## SOURCE PASSAGE
========================================================================

Now it’s possible that the analytics have me correctly profiled as somebody impervious - indeed hostile - to personalised marketing and ads and as a result they have very cleverly decided not to waste effort on trying to engage with me. Possible but not likely. They’re just not that smart.

Backing me up is a survey just released by a UK data analytics specialist SAS, confirming my unscientific observations, although from the other end of the telescope.

SAS accepts that companies have access to lots of valuable data and, being an analytics specialist, they approve. Its gripe is that companies are not making intelligent use of it .

Its research shows that 93 per cent of businesses currently cannot use analytics to predict individual customers’ needs and that most businesses are “at risk of trapping their customers in a cycle of repeated recommendations.” Ring any bells?

Analytical failures

Despite this almost utter analytical failure, over half of the businesses are wallowing in the hype, believing they are ‘best-in-class’ or ‘transformational’ when it comes to using customer intelligence to shape their marketing campaigns, says SAS.

Getting some “deep insights” via analytics is hard enough, using them effectively, it appears, is even harder. SAS says personalised marketing efforts are often thwarted by an inability to act on the insights in real time.  “Although over half (54 per cent) of businesses say they can optimise suggested actions based on real-time behaviour, in reality only 10 per cent calculate customers’ ‘next best action’ on the go.

SAS expects that AI will eventually come to the rescue, with hopes that cognitive engines and machine learning will be harnessed by marketeers to “create chatbot-style solutions that provide human-like interactions”.

“No matter how many organisations say they’re using artificial intelligence and predictive analytics to improve their customer experience, the reality is clearly far behind the talk,” commented Tiffany Carpenter, Head of Customer Intelligence at SAS UK & Ireland. She maintains companies are not using all the information available to make accurate predictions about their customers’ latest tastes and circumstances and  risk of damaging their customer relationships as a result.

========================================================================

## DATA EXTRACT
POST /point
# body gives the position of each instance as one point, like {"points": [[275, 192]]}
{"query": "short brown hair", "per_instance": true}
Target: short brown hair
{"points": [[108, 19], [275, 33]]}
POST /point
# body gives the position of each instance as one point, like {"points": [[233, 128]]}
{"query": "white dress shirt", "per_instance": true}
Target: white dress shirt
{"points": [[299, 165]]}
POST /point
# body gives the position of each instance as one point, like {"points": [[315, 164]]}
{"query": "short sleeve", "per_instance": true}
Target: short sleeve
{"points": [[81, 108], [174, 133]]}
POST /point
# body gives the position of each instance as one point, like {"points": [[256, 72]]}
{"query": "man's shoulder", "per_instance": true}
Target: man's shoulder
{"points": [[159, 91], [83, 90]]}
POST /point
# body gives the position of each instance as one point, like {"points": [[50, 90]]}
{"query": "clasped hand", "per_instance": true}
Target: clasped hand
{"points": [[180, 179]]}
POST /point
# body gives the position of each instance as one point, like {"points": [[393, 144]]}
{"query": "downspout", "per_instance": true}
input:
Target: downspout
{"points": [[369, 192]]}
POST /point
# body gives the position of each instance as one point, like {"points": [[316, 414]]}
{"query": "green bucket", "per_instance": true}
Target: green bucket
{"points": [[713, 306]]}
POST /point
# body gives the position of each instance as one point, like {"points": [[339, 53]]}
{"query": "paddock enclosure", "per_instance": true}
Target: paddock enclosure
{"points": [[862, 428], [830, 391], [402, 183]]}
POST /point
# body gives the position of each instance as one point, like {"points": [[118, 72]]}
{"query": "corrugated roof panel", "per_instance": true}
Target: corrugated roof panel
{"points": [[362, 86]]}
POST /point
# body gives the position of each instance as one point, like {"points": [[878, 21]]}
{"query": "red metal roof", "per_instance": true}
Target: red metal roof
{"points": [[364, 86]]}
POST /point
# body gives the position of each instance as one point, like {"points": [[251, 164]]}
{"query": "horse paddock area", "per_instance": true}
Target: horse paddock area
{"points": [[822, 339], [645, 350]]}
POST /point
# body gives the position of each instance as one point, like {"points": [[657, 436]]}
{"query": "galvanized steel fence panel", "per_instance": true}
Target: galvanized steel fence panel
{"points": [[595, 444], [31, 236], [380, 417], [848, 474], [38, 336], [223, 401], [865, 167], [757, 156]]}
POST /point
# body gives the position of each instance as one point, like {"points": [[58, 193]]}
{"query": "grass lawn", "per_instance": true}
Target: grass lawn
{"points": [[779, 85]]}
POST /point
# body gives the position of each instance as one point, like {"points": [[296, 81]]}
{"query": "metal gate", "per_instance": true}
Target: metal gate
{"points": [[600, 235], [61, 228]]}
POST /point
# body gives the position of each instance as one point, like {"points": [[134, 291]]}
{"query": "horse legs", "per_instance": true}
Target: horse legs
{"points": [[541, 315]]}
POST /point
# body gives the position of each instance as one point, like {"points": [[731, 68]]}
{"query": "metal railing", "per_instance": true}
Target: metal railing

========================================================================

## PROBLEMS AND TASKS
a) Render this sentence from the passage on marketing analytics in Spanish: "SAS accepts that companies have access to lots of valuable data and, being an analytics specialist, they approve."
b) Please continue the passage on marketing analytics from its last sentence.
The records were drawn from a separate source.

## PER-TASK ANSWERS
a) SAS reconoce que las empresas tienen acceso a muchos datos valiosos y, como especialista en análisis, lo aprueba.

b)
“Most consumer-facing organisations admit they are still driven by internal sales and targets over customer experience. They need to implement predictive analytics to avoid leaving customers in a rut,” she continued (I love the idea that without being adequately marketed to, customers will be informationally deficient). “It’s essential to incorporate as much data as possible – internal and external, online and offline – in real-time analytics engines to ensure the insights they produce are as accurate as possible. Only then can you achieve the kind of intelligent personalisation that modern consumers now demand.”

Do they really demand personalisation? I’m not sure that if and when the general customer in the street starts to get personalised marketing that they’ll want it. Not, for instance, if it eventually means interacting with an intelligent verbal chatbot, such as the one exhibited by Google a couple of weeks back (see - Google falls into the old ‘my robot’s too smart for its own good’ trap).

Still, if, like many people you view the advent of data-driven personalised advertising and marketing with dread, then you need not worry too much just yet because, if the SAS research is anything to go by, we’re nowhere near close to feeling its full force.

“There’s a clear gulf between what companies think they can do and what they actually deliver,” says SAS. “Although they are quick to sign up to buzz topics like AI and real-time customer engagement, many are failing to make good on their promises.”  

So no need to panic... yet.

The SAS research report ‘Darkness of Digital Shadows’ is based on a survey of 350 heads of marketing, customer service and experience, digital and data for their perspectives on how they personalise their customer experience using analytics, AI and segmentation. The respondents were split equally between the energy, government, insurance, media, retail, telecoms and retail banking sectors.